C’est à Tourcoing que le tragique incident se produisit. Une troupe de jeunes gens revenus de leur villégiature forcée, se trouvaient internés dans une salle de l’usine Jelipo, rue Winoc-Chocquel. Ils attendaient là qu’une décision, — la libération sans doute ? — fût prise à leur égard. Pour l’un d’eux du moins la mise en liberté ne semblait pas devoir faire question. Je veux parler du jeune Vanneuverswyn, élève de mathématiques au lycée Faidherbe et fils du distingué docteur de Fives. Sa mère, impatiente de l’embrasser, était venue le voir dans l’après-midi du 5 novembre, croyant ne devancer que de quelques heures le définitif retour au foyer…

La malheureuse mère ne devait revoir son fils qu’étendu mort sur un lit d’hôpital.

> **Données affichées**
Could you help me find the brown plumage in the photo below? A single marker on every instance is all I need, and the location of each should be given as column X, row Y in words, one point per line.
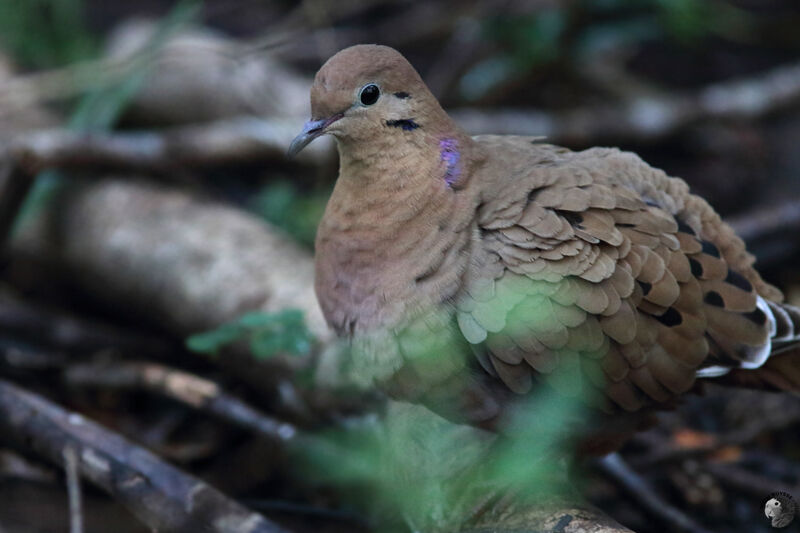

> **Énoncé du problème**
Mettez à jour le passage de l'extrait sur l'incident de Tourcoing situé entre "C’est à Tourcoing" et "un lit d’hôpital." inclus, en substituant "collège" à "lycée".

> **Tâche réalisée**
C’est à Tourcoing que le tragique incident se produisit. Une troupe de jeunes gens revenus de leur villégiature forcée, se trouvaient internés dans une salle de l’usine Jelipo, rue Winoc-Chocquel. Ils attendaient là qu’une décision, — la libération sans doute ? — fût prise à leur égard. Pour l’un d’eux du moins la mise en liberté ne semblait pas devoir faire question. Je veux parler du jeune Vanneuverswyn, élève de mathématiques au collège Faidherbe et fils du distingué docteur de Fives. Sa mère, impatiente de l’embrasser, était venue le voir dans l’après-midi du 5 novembre, croyant ne devancer que de quelques heures le définitif retour au foyer…

La malheureuse mère ne devait revoir son fils qu’étendu mort sur un lit d’hôpital.